**GIVEN REQUEST:** Output the part of the listing that opens with the line containing "The locator SHOULD return, for each instance of the white" and closes with the line containing "x=534 y=244", both included, copied character for character.

**INPUT RECORDS:**
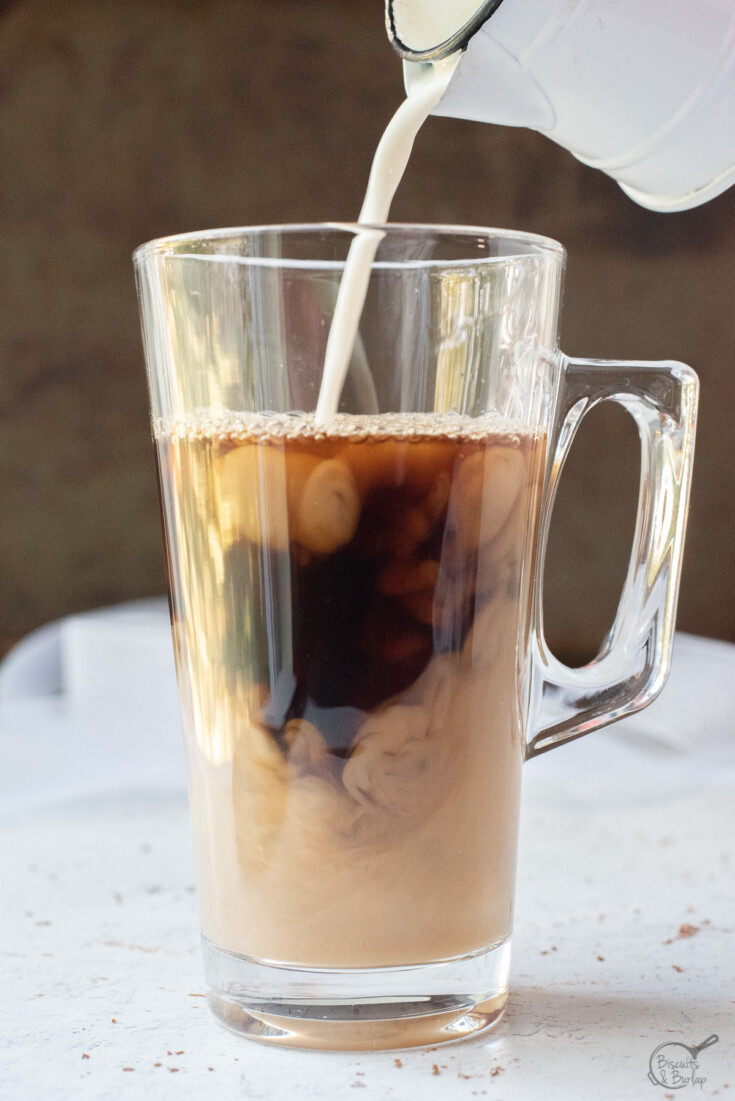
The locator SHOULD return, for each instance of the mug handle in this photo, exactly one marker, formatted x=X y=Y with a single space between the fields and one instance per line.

* * *

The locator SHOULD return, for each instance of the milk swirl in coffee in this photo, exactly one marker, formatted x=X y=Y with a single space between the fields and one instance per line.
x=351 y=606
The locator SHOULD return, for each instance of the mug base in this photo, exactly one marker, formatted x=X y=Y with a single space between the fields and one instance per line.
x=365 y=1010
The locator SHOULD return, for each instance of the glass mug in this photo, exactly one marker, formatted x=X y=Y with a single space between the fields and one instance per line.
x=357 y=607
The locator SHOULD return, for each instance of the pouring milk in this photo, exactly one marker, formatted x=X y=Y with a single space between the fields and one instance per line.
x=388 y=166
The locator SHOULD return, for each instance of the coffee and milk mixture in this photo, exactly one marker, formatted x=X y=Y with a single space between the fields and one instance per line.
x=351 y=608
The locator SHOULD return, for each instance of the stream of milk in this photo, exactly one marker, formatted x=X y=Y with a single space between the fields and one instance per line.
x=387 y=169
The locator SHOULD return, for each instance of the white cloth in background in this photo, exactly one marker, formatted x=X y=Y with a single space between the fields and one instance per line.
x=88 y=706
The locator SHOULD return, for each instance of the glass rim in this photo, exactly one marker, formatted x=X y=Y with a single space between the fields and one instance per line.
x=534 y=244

**EXERCISE RESPONSE:**
The locator SHOULD return, for each instance of the white cloth in background in this photo, exactly one marker, formatted x=X y=Y with a single space between the fields and one instance per line.
x=88 y=706
The locator SHOULD return, for each instance of the glass rim in this photo, exactly one marker, formatted x=X y=Y with a single space between the fields and one instance per line.
x=534 y=244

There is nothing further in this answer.